Copy out the records from their first line through the line containing "POLYGON ((304 327, 215", both ends included, changing nothing.

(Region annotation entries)
=====
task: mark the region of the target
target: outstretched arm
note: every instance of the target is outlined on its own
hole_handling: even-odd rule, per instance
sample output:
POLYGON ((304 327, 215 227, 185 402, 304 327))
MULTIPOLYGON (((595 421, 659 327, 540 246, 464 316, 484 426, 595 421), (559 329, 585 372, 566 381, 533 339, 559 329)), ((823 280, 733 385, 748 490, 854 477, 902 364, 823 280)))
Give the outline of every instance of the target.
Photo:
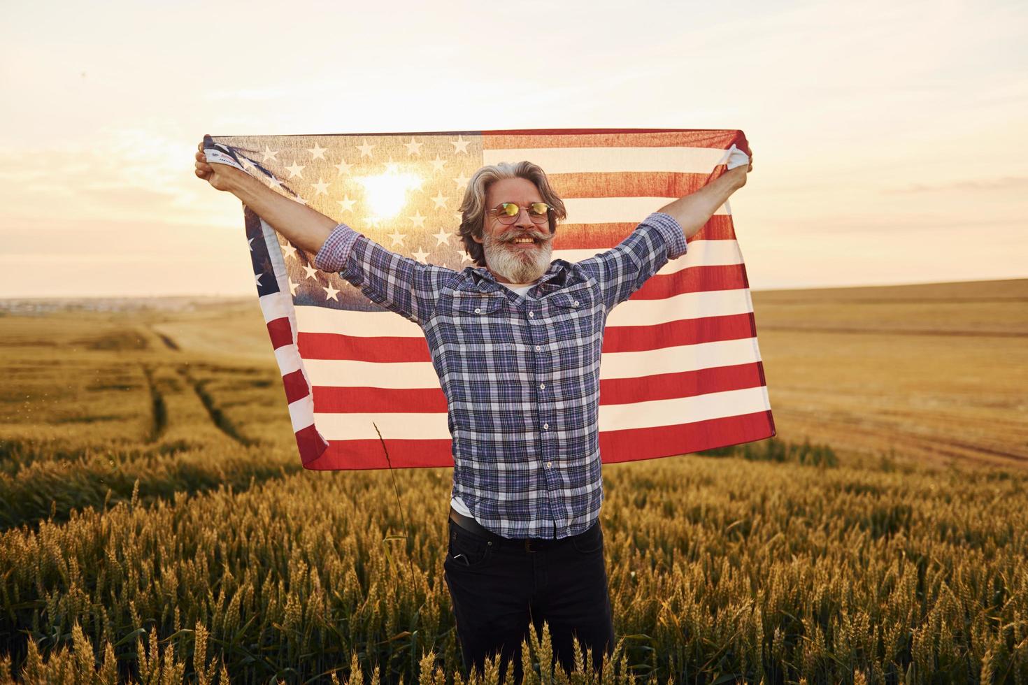
POLYGON ((746 173, 752 168, 754 160, 750 156, 747 164, 729 169, 717 181, 703 186, 695 193, 680 197, 657 212, 673 217, 682 226, 686 238, 691 238, 703 228, 732 193, 746 185, 746 173))
POLYGON ((453 271, 390 252, 345 224, 264 186, 237 168, 225 152, 215 150, 208 162, 204 143, 197 148, 196 176, 231 192, 291 243, 314 255, 315 268, 339 273, 368 299, 413 321, 421 324, 431 316, 453 271))
POLYGON ((311 255, 318 254, 338 222, 317 210, 280 195, 263 183, 228 164, 208 163, 204 143, 196 146, 196 170, 200 179, 217 190, 232 193, 285 235, 291 243, 311 255))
=====
Response to this task:
task: mark the region of the target
target: outstretched arm
note: every instance of the target is outlined on its own
hole_handling: even-odd rule, per instance
sample output:
POLYGON ((304 327, 215 227, 185 402, 304 327))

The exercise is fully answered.